- Goal -
From the rows below, extract each line that contains the word "give".

Extracts from a box-labeled dataset:
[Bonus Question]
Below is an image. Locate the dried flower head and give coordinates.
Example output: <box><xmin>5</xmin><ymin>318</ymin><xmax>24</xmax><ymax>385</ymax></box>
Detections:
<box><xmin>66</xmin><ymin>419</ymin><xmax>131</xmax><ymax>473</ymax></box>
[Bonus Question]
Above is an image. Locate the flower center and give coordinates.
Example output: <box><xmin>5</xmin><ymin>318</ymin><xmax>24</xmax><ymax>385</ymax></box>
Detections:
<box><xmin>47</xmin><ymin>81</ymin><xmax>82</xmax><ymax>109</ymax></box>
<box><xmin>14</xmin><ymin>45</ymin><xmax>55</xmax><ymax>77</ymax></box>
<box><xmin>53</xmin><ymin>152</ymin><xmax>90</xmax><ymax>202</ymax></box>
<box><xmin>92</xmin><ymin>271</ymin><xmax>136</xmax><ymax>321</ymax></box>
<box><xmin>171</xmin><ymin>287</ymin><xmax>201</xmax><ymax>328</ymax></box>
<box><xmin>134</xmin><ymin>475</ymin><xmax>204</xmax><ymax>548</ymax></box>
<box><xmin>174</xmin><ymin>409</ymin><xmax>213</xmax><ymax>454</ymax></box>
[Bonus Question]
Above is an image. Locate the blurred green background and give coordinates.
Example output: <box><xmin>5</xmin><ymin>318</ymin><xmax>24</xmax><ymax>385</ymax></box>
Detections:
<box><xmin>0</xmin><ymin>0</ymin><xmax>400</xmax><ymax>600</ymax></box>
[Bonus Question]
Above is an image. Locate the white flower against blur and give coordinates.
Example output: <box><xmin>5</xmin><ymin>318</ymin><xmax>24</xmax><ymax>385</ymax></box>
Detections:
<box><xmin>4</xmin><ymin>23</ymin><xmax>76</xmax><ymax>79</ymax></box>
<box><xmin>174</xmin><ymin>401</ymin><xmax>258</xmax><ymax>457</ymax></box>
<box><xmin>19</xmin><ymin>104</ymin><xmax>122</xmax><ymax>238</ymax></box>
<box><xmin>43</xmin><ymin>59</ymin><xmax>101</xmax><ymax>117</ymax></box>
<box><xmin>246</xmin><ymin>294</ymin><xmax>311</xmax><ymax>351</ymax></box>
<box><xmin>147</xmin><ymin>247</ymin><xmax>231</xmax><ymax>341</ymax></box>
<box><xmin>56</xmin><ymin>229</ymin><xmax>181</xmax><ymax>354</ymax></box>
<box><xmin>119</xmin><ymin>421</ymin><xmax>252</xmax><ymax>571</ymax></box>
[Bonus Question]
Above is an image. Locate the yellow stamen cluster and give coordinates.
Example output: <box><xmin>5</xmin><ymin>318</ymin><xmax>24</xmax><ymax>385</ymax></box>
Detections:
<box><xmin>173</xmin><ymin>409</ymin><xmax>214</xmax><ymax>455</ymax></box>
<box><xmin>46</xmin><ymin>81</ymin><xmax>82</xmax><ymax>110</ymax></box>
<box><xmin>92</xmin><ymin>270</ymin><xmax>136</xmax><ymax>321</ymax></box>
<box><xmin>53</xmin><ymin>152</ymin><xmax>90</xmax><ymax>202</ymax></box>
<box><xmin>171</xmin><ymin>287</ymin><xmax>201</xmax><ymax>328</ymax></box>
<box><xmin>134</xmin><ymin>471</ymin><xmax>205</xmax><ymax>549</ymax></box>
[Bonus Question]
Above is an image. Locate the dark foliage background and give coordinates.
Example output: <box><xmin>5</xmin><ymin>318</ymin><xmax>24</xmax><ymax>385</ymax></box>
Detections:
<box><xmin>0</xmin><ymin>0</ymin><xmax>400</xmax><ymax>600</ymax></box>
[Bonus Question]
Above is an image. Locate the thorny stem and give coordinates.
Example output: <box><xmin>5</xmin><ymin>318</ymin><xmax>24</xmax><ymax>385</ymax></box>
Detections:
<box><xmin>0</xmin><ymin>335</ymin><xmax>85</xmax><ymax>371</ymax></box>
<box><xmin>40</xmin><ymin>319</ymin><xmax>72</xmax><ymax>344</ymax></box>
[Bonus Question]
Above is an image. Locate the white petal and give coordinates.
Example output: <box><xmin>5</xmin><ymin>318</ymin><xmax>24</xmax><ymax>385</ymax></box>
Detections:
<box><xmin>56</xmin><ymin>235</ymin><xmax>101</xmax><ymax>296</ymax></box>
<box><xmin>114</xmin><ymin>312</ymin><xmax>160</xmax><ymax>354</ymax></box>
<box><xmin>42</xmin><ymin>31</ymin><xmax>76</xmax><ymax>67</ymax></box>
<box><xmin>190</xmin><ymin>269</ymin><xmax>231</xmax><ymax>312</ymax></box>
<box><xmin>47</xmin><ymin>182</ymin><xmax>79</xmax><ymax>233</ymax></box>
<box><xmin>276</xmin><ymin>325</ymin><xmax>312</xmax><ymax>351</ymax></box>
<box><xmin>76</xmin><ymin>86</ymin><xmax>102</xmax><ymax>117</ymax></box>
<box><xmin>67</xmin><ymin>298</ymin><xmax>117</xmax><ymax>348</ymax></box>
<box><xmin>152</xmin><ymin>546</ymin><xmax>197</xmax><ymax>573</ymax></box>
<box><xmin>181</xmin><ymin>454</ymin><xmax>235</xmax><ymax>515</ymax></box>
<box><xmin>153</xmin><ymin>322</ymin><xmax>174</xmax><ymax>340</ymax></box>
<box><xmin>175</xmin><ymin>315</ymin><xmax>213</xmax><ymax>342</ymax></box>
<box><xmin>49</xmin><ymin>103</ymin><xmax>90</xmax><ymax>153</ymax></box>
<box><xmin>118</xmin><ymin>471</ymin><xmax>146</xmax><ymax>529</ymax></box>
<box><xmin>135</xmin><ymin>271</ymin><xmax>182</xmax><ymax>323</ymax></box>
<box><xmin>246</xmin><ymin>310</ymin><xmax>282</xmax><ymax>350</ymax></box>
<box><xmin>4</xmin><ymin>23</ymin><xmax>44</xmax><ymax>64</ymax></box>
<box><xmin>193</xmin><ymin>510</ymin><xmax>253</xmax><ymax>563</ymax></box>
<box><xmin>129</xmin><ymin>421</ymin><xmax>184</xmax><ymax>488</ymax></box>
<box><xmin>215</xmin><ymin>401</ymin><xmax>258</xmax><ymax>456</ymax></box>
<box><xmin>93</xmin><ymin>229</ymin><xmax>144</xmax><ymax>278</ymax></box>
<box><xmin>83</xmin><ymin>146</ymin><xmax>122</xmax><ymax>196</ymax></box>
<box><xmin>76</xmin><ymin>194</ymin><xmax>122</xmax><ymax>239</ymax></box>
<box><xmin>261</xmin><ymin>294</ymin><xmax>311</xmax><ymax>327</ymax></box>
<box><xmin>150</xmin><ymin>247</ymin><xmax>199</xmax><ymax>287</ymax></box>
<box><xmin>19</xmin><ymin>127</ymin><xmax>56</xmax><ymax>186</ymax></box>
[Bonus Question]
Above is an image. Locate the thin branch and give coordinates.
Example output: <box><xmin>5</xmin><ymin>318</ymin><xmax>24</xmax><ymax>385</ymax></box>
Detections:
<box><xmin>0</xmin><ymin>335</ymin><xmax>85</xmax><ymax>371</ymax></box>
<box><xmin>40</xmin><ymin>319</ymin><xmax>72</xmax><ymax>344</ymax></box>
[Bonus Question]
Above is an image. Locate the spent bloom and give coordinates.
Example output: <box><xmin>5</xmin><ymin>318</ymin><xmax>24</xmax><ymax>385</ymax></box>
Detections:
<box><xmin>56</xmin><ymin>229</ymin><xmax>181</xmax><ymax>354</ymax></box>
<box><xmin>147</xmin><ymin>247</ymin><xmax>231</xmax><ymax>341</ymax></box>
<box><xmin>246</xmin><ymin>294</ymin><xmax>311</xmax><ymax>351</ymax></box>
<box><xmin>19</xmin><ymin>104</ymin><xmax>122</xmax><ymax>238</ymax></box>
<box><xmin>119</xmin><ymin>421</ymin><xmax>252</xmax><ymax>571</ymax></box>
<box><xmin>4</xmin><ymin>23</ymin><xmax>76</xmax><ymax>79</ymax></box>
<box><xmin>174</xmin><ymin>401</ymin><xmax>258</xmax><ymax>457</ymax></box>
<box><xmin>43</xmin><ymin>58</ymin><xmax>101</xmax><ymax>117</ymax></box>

- Solution for this task -
Below is an image. Locate the dried flower head and give coordinates.
Above is an image. Locate the flower center and give coordinates.
Above is an image. Locate the blurred green background and give coordinates.
Above is an image. Locate the white flower against blur and give coordinates.
Above is an image. Locate the yellow stamen cluster and give coordinates.
Above is an image. Locate the dark foliage background and give coordinates.
Above is an image. Locate the thorny stem and give coordinates.
Above is an image. Locate the white petal and give coordinates.
Above is an image. Locate the thin branch and give coordinates.
Above is an image. Locate the spent bloom and give coordinates.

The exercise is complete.